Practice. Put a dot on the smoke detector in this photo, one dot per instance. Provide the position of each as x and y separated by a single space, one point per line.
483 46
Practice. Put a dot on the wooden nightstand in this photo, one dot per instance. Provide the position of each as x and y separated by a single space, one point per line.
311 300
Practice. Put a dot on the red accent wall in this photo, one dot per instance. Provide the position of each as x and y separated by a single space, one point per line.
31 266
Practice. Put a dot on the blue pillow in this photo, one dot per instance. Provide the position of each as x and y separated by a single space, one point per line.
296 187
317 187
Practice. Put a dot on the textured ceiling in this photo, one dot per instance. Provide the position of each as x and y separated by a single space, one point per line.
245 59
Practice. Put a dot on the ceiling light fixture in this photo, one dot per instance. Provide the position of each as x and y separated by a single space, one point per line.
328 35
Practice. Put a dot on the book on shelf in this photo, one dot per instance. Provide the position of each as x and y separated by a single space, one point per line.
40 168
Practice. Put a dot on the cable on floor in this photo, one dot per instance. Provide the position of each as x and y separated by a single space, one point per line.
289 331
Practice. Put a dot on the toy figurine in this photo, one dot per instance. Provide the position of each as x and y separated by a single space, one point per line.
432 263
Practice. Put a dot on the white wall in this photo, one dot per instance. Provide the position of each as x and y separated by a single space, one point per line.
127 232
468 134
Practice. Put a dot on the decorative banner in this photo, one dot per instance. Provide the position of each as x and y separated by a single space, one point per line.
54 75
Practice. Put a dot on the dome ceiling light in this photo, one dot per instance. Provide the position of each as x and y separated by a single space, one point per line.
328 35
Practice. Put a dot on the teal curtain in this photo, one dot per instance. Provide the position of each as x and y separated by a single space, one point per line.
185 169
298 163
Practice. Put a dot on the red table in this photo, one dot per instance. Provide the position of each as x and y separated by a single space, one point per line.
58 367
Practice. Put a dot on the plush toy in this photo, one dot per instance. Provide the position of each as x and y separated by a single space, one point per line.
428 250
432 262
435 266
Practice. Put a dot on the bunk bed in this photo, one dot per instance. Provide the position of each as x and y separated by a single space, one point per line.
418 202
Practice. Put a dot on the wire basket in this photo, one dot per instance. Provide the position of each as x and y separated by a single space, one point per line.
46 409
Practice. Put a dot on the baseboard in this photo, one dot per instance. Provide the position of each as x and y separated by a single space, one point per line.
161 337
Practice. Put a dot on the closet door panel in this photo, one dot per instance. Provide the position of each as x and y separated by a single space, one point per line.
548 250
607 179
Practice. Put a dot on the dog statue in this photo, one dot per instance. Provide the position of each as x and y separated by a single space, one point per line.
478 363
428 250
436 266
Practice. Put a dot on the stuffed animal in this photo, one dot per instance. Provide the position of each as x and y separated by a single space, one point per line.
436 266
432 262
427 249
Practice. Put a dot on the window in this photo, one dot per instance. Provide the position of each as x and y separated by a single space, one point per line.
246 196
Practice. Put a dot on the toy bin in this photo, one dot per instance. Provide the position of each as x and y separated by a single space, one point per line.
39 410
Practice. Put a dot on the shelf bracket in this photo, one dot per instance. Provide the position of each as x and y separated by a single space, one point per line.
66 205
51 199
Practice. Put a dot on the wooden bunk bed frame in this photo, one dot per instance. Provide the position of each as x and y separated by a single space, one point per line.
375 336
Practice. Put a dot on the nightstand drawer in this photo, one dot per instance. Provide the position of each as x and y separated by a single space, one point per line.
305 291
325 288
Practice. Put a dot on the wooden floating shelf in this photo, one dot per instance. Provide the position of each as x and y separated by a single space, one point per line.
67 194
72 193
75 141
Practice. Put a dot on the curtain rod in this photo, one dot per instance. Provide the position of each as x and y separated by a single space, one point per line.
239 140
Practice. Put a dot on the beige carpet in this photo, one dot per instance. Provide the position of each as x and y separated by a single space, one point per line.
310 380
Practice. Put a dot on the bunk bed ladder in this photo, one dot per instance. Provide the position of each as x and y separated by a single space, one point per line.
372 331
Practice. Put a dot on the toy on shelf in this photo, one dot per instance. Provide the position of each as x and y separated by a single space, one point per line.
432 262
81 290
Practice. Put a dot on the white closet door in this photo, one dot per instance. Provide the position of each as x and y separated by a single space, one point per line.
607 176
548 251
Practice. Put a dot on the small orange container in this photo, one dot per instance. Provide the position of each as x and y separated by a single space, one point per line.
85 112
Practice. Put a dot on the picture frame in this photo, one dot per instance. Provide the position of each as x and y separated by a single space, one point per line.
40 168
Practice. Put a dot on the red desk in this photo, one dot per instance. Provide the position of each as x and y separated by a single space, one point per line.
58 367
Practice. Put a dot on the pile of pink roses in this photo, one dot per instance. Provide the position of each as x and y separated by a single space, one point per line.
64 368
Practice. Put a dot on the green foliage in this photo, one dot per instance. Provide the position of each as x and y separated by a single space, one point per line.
□ □ □ □ □
With no words changed, transcribe the records above.

Practice. Put a dot on the smoke detector in this photo, one dot per instance. Provide the position of each as x and y separated by a single space, one point per line.
483 46
Practice. Put a dot on the wooden nightstand in this photo, one dot per instance. Provide the position of each as x and y separated by a single space, one point per line.
311 300
Practice. Put a dot on the red accent wall in this photo, one dot per instance. Provide the position of each as x and y separated by a single space, one point per line.
31 266
Practice. Put a dot on the blue pillow in this photo, one dot per instance. Provide the position of each as x and y separated by a single space, one point per line.
296 187
317 187
Practice. Put a dot on the textured ceiling in this photo, one dot per instance. Provide the position of each as x and y separated by a single space, one point per line.
245 59
Practice. Put a dot on the ceiling light fixture in this photo, one dot per instance. Provide the position of each as x and y separated by a single space, one point per line.
328 35
Practice. Put a dot on the book on shelf in this photo, one dot per instance. Provide the position of each as x and y separated by a single space, one point per line.
40 168
Practice. Put a dot on the cable on floor in this photo, one dot per instance. Provide the position of each as x and y separated by a single space, one point per line.
289 331
Practice. Put a dot on the toy figurine in this photo, one dot per instance. Provide the position of each as x and y separated by a single space, one point per line.
432 263
Practice. Put a dot on the white wall in this photo, one dot per instance. Provide the position of each as x and y separated by a single space, one point per line.
127 232
468 134
Practice. Put a dot on the decorative banner in this photo, one dot per instance. Provide the position of each as x and y separated by a single space, one point per line.
54 75
Practice. Put a dot on the dome ceiling light in this photo, one dot per instance. Provide the position of each as x and y separated by a single space, one point per line.
328 35
Practice. Put a dot on the teal curtain in this photo, one dot per instance. Provide the position of each as x and y separated by a single space, one point per line.
185 169
298 163
Practice. Put a dot on the red table in this photo, one dot per instance. Provide the position of each as x and y separated by a single space, one point per line.
58 367
Practice. Put a dot on the plush toy in this photo, one dot per instance. Provide the position of each as x and y separated by a single space, one point per line.
428 250
432 262
435 266
Practice. Put a dot on the bunk bed in this photo, one dot per instance. Provide the position of each as x and y separated by a single space, one point per line.
418 202
Practice. Put a dot on the wire basket in this photo, one dot per instance. Provide the position of each as x and y separated by a single space, one point per line.
46 409
Practice. Put a dot on the baseboard in this photo, one dot per instance. Provide the position of each as x and y separated by a single space, one point per line.
161 337
Practice. Put a dot on the closet door panel in this photo, one dot per instance. Provide the position of each as x and y separated by a single space, one point per line.
548 250
607 179
Practice. Put a dot on the dog statue in this photo, one dot per instance. Provide the position of each as x and y separated by a single space, one point per line.
478 363
428 250
436 266
Practice. Put a dot on the stuffed animal in this photo, one dot per instance. Provide the position of each as x and y separated by a single space, one point per line.
436 266
432 262
427 249
Practice. Put a dot on the window in this photo, one dot per instance. Provide the position of each as x and y separated by a single space, one point per line.
246 196
Practice. Put a dot on the toy bin in this photo, one dot per instance. Provide the position of each as x and y separated by a single space, one point per line.
39 410
Practice. Put a dot on the shelf bracket in this photo, one dot per instance. Provide the position of each as x and y separated by a single space, one point per line.
66 205
51 199
Practice. Put a dot on the wooden bunk bed frame in this photo, one dot per instance. Provide the position of each as x and y separated by a single space, one point per line.
375 336
Practice. Put a dot on the nightstand drawer in this photo, one dot per instance. Provide the position of each as x and y separated by a single space, one point per line.
305 291
325 288
Practice. Put a dot on the wooden floating shelf in this photo, one dot per instance. Provide the position of each as x and y separated by a single space, one point per line.
67 194
72 193
75 141
Practice. Put a dot on the curtain rod in this photo, one dot per instance. Provide the position of each as x and y separated by a single space, one point per line.
239 140
Practice. Put a dot on the beige carpet in this photo, one dot per instance. Provide the position of each as x and y separated by a single space, one point per line.
310 380
Practice. Put a dot on the bunk bed ladder in this photo, one dot per instance. Provide the position of each as x and y separated by a single space, one point per line.
372 331
Practice. Put a dot on the toy on shelf in this photo, one dot per instance. Provide the position of each as x and y separated by a single space, one point per line.
432 262
81 290
Practice. Put a dot on the white closet door in this photo, one dot per instance. Provide the position of each as x and y separated by a single space, one point per line.
607 176
548 251
Practice. Put a dot on the small orange container in this photo, one dot per instance. Provide the position of each as x and y separated by a single space, one point per line.
85 112
Practice. Put a dot on the picture frame in this photo, one dot per instance. Provide the position of each as x and y separated by a single space, one point per line.
40 168
Practice. Put a dot on the red desk in this photo, one dot per instance. Provide the position of each as x and y separated by a single space, one point per line.
58 367
Practice. Put a dot on the pile of pink roses in this photo, one dot per instance. Provide the position of each as x and y separated by a single space, one point per line.
64 368
Practice. Put a dot on the green foliage in this photo, one dot per instance. Provide the position of each as x and y separated by a single space, one point per line.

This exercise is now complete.